*** Excerpted passage ***
The gateway theory predicts that vaping will increase smoking rates in young people. However, we are seeing the opposite of this. In countries where vaping is readily available such as the UK, US and New Zealand, the decline in youth smoking rates has accelerated.

Young people who try vaping are more likely to try smoking because they share risk factors that lead to both vaping and smoking ('common liability'). But this does not mean that vaping caused them to take up smoking. Some young non-smokers who try vaping may go on to try smoking. However, far more move in the other direction, i.e, many young smokers or would-be smokers turn to vaping instead.

Furthermore, there is growing evidence that teens who vape first (before smoking) are less likely to smoke later, compared to those who smoke first (eg here, here, here).

More here.

CLAIM 3

“We know that the tobacco industry is behind e-cigarettes and vaping”

FALSE

Invoking the evil tobacco industry triggers a powerful emotional response. We all hate the tobacco industry. However, they have absolutely no role in youth vaping in Australia.

Young Australians exclusively use illegal Chinese disposables imported from China. Brands such as IGET, HQD and Gunpod are easily available from hundreds of black-market outlets. Only a handful of tobacco company vapes are sold in Australia, and are only available to adults with a doctor’s prescription from pharmacies.
*** End of Excerpted passage ***
Answer these questions about the vaping text:
(a) Which countries does it name as places where vaping is readily available?
(b) What verdict does it give for Claim 3?
(c) Which brands of illegal disposables does it name?
The rows come from a different source than the vaping text.
*** Entries provided ***
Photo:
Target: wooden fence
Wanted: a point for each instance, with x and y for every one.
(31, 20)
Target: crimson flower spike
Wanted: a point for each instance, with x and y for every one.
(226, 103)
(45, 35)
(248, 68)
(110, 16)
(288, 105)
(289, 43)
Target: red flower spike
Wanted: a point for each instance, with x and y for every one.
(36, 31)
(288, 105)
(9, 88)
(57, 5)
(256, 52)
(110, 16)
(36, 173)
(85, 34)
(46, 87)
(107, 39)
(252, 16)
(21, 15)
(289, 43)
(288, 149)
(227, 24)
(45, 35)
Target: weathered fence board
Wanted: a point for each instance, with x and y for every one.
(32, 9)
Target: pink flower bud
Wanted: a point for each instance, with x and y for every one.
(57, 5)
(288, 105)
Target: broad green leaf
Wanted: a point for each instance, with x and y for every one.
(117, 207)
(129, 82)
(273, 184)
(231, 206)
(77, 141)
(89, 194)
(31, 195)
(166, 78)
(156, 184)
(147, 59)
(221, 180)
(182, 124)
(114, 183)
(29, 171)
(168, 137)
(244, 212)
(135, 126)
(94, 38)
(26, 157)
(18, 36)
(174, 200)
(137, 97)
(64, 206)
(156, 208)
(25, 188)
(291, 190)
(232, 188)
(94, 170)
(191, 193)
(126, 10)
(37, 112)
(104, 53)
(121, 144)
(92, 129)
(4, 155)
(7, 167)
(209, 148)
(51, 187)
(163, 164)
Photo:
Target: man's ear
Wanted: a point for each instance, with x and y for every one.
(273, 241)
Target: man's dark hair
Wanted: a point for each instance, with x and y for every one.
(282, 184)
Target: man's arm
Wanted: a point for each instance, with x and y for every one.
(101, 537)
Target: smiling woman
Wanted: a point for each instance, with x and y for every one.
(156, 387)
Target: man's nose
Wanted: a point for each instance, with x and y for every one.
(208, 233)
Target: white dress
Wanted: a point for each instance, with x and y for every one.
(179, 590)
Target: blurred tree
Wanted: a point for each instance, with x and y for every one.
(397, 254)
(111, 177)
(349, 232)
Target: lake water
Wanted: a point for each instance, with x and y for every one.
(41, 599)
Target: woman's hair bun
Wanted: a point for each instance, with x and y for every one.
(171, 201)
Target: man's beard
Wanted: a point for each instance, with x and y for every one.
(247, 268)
*** End of Entries provided ***
*** Entries provided ***
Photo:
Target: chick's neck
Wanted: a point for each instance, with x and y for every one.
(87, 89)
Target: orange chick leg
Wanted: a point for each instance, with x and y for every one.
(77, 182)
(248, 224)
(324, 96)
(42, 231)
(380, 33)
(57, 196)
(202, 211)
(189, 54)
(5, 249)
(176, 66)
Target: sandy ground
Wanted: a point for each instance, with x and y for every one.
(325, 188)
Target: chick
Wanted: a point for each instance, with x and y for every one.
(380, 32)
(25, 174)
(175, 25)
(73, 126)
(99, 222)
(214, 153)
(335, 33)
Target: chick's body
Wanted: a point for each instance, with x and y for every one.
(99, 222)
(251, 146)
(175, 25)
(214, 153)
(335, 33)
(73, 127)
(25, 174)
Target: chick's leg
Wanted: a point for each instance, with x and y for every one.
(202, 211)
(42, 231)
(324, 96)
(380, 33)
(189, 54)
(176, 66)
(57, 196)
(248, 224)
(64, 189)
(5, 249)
*** End of Entries provided ***
*** Entries provided ***
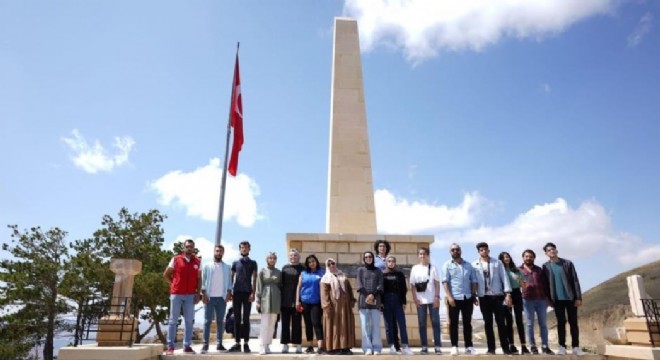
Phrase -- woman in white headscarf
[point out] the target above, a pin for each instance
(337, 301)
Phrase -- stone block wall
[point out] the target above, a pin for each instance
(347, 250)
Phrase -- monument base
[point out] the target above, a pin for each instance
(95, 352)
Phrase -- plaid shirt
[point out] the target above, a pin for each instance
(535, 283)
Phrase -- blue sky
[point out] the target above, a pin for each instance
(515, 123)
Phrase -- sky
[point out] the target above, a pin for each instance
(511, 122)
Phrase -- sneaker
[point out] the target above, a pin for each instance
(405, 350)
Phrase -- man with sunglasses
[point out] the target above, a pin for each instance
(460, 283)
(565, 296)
*** End of Entries provided ***
*Answer to this exercise:*
(a) The UK, the US and New Zealand.
(b) False.
(c) IGET, HQD and Gunpod.